**What is being asked**: The response must consist of the lines below from the one with "target | side mirror" through the one with "target | rear window", exactly as they appear and with both ends kept.

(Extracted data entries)
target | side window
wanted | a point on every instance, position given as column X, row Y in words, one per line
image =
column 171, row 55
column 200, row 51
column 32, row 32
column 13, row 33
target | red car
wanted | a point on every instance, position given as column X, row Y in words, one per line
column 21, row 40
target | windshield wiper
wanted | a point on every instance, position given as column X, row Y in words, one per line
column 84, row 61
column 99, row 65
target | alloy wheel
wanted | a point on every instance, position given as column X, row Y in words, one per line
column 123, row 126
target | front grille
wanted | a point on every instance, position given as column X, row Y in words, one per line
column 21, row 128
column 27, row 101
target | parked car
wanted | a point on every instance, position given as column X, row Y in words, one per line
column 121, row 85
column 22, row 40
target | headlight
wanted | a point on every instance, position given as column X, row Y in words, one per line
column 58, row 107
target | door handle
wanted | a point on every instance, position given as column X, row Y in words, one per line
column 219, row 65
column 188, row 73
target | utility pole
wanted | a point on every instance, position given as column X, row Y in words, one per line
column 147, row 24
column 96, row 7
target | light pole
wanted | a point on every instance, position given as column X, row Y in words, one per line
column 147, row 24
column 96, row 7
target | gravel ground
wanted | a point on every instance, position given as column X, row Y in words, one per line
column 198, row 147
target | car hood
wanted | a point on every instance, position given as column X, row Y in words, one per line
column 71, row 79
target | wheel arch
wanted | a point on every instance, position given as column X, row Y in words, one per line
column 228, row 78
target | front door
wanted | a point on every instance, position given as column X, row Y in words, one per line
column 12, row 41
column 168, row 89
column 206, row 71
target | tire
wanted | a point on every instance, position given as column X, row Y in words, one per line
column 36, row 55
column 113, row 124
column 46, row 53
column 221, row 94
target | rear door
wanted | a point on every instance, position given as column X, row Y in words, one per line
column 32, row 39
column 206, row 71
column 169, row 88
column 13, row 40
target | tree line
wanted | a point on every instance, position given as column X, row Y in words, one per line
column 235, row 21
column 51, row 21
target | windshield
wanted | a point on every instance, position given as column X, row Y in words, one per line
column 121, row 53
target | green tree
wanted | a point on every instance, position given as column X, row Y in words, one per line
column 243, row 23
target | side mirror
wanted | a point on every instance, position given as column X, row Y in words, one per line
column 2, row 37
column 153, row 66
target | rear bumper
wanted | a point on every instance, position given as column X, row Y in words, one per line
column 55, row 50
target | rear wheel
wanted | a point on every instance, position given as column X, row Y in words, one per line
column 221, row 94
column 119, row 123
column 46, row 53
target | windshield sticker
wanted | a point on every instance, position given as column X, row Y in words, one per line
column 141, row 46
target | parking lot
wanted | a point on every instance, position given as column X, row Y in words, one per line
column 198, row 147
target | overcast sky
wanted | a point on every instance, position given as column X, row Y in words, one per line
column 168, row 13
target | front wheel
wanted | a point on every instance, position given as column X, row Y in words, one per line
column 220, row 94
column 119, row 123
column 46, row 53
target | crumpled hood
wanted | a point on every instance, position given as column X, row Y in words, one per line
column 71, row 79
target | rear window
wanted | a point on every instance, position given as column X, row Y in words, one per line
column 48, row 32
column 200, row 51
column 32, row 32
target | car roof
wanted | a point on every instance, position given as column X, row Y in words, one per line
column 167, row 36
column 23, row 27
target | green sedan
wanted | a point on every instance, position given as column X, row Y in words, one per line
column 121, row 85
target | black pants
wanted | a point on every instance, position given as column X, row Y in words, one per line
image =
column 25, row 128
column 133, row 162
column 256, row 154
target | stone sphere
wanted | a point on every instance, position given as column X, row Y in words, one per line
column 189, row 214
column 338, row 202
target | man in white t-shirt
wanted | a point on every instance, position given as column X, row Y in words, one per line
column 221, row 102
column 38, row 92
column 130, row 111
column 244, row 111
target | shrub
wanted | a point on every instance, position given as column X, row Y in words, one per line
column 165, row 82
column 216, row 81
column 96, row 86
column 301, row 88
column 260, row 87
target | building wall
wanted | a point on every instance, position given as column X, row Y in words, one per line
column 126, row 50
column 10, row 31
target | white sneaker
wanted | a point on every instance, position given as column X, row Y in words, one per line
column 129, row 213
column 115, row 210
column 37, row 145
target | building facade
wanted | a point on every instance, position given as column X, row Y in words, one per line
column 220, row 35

**Exercise response**:
target | side mirror
wanted | a point on every instance, position given as column X, row Y in words, one per line
column 2, row 37
column 153, row 66
target | rear bumper
wanted | a point on every instance, position given as column X, row Y in words, one per line
column 55, row 50
target | rear wheel
wanted | a point on every instance, position given as column X, row Y in words, one per line
column 221, row 94
column 119, row 123
column 46, row 53
target | windshield sticker
wanted | a point on every instance, position given as column X, row Y in words, one per line
column 141, row 46
target | parking lot
wanted | a point on every instance, position given as column X, row Y in words, one per line
column 198, row 147
target | overcast sky
wanted | a point on every instance, position given as column X, row Y in words, one per line
column 168, row 13
target | front wheel
wanted | a point on every instance, position given as column X, row Y in words, one per line
column 220, row 94
column 119, row 123
column 46, row 53
target | crumpled hood
wanted | a point on every instance, position given as column X, row Y in words, one per line
column 71, row 79
target | rear window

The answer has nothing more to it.